What to produce> For the word "shrub", give the number of lines in these entries that contain it, with nothing else.
__________
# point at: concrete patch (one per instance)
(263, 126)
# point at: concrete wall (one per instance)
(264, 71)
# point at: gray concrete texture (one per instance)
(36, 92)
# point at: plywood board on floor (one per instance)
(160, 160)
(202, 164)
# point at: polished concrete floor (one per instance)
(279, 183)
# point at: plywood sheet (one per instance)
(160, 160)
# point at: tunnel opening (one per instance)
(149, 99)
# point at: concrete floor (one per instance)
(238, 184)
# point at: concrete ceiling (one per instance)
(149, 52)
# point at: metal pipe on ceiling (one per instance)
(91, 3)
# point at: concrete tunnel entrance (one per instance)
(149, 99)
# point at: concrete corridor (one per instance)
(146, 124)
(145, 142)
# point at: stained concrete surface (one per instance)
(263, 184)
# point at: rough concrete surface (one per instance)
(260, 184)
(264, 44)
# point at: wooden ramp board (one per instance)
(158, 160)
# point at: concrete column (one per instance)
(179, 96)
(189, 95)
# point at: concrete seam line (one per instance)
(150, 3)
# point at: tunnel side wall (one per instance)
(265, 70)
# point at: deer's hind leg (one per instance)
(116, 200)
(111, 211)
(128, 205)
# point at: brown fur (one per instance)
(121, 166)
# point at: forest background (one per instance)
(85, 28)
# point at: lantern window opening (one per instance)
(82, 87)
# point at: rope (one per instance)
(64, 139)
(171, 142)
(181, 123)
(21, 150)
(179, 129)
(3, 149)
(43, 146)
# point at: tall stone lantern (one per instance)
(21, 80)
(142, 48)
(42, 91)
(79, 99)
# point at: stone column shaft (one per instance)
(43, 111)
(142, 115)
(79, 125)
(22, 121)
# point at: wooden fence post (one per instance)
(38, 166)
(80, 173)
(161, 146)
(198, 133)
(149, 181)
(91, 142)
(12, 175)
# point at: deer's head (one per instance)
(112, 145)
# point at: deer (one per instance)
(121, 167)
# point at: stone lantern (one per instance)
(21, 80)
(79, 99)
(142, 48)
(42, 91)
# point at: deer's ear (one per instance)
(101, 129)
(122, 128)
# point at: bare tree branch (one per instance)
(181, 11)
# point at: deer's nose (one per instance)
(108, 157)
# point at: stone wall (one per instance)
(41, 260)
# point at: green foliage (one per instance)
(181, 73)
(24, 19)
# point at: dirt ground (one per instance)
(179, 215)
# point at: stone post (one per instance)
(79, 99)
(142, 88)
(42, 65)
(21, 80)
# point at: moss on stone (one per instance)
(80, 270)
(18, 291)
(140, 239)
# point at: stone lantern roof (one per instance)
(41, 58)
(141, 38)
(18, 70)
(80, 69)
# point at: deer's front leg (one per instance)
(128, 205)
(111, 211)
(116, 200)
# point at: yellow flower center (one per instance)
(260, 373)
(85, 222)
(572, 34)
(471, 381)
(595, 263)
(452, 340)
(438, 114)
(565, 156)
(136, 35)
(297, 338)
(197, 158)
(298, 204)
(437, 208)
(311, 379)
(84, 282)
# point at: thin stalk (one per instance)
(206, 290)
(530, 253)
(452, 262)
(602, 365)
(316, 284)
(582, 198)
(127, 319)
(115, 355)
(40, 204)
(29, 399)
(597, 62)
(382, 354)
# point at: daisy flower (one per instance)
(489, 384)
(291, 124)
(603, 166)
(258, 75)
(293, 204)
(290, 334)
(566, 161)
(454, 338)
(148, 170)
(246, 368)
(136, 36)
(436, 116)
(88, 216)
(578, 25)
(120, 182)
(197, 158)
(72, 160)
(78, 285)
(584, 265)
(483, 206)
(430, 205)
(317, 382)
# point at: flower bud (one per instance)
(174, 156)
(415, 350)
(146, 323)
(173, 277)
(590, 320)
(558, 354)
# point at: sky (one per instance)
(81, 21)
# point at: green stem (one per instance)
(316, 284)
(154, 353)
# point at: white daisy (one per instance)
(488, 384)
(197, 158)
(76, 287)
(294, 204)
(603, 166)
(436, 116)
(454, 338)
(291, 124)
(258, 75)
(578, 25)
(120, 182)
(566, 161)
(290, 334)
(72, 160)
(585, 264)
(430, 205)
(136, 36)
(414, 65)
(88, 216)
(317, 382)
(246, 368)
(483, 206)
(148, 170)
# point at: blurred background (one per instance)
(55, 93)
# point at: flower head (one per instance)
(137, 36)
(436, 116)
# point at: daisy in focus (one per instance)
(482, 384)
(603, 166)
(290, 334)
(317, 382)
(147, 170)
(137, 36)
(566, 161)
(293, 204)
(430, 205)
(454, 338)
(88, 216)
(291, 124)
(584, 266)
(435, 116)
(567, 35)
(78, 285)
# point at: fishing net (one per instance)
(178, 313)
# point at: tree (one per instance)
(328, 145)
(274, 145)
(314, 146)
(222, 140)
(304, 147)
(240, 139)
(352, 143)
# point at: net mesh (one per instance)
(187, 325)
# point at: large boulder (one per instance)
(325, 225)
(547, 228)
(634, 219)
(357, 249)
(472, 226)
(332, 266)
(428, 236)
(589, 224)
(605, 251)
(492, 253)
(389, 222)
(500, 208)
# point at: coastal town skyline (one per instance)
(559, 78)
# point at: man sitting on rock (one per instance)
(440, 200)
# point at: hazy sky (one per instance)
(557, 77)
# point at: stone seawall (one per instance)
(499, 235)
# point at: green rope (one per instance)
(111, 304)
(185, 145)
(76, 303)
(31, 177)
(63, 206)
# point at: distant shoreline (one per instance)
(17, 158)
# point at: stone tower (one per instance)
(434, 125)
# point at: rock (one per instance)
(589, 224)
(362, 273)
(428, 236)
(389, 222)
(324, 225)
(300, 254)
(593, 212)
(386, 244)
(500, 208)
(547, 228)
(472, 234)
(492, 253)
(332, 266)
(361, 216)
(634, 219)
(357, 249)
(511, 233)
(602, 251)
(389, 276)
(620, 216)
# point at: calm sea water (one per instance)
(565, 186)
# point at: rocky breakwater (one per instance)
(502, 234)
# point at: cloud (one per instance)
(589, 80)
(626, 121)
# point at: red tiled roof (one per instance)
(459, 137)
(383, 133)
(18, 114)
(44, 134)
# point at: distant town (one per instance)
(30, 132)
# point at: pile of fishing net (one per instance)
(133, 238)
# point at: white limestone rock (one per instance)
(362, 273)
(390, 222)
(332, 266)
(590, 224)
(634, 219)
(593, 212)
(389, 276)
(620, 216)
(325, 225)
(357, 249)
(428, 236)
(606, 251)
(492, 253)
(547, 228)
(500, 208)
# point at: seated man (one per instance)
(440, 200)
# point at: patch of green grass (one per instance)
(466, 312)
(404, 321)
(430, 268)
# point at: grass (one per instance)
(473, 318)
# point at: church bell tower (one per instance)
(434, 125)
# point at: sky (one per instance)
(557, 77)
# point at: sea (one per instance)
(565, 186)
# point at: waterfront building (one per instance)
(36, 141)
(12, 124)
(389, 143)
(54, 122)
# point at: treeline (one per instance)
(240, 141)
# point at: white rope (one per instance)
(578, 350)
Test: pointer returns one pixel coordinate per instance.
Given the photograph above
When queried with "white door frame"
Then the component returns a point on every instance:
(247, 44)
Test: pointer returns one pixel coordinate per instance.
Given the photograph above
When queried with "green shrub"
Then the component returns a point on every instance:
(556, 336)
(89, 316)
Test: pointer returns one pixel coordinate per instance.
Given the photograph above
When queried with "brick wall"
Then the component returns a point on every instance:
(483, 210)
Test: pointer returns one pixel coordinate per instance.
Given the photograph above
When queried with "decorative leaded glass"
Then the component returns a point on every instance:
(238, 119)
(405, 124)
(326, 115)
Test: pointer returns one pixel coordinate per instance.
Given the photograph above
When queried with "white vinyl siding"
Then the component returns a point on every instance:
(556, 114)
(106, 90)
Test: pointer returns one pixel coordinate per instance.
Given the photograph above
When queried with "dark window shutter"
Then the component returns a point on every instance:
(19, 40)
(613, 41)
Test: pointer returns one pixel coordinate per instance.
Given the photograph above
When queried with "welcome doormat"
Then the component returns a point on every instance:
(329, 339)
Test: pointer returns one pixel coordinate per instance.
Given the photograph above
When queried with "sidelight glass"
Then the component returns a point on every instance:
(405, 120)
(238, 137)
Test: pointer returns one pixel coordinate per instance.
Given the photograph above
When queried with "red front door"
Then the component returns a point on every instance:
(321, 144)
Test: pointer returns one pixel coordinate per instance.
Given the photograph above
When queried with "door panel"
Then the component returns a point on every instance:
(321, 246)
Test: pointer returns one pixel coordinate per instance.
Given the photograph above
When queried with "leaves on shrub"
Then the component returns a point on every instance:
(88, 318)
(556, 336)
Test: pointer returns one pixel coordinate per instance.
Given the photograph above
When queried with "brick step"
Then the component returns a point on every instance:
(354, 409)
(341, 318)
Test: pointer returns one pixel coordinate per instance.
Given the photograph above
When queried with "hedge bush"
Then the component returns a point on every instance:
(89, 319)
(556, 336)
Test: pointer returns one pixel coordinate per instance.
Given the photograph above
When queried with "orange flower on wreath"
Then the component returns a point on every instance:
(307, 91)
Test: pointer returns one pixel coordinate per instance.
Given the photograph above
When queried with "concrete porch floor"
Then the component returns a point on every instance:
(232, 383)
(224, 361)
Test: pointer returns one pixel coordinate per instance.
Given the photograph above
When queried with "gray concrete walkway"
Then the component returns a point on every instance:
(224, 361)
__________
Answer section> 2